Check each line of the material below, and copy it if it holds the string "brick".
━━━ Exercise materials ━━━
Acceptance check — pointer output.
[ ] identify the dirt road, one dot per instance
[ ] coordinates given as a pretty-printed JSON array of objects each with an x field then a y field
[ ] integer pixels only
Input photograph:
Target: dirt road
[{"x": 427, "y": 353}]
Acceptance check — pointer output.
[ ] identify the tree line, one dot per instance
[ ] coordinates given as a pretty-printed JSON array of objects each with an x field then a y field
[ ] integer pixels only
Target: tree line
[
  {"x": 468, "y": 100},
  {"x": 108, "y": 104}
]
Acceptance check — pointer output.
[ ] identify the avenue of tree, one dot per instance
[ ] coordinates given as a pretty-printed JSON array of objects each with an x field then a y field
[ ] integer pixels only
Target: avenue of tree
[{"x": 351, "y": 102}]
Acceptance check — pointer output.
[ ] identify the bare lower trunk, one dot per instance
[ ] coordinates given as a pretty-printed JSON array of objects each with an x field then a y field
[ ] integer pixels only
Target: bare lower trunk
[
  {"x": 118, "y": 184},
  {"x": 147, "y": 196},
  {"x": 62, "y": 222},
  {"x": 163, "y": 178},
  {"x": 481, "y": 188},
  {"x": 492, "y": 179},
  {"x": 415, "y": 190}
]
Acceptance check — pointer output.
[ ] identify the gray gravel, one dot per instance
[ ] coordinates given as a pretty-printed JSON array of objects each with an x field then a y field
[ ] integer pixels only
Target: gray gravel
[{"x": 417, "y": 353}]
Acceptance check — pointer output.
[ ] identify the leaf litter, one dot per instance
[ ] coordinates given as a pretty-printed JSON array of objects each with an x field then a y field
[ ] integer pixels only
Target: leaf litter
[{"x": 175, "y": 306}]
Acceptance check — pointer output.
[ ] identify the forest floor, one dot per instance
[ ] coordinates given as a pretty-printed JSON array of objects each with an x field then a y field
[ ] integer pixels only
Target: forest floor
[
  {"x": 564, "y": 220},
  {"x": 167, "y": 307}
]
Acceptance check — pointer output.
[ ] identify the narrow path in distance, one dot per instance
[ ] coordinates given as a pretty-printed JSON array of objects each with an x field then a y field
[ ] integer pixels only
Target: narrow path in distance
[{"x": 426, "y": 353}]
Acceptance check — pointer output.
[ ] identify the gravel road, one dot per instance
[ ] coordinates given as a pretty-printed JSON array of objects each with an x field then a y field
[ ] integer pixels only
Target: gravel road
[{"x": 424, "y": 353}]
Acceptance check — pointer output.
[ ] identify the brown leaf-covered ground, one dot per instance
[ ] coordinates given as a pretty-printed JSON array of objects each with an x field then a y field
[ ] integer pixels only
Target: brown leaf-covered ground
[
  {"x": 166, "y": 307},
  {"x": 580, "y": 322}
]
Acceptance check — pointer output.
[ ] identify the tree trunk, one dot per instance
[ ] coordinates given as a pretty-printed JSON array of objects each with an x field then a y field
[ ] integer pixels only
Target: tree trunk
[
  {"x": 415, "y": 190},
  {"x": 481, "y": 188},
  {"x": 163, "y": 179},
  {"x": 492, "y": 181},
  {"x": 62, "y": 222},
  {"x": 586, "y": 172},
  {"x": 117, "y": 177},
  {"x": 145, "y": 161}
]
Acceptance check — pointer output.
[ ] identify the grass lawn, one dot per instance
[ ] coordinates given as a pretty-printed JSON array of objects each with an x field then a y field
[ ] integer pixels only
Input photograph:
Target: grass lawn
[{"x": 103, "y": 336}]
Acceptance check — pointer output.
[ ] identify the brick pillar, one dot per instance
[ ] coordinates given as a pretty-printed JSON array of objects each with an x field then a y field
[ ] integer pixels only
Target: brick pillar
━━━
▶ [Solution]
[ ] identify the brick pillar, one dot per instance
Target: brick pillar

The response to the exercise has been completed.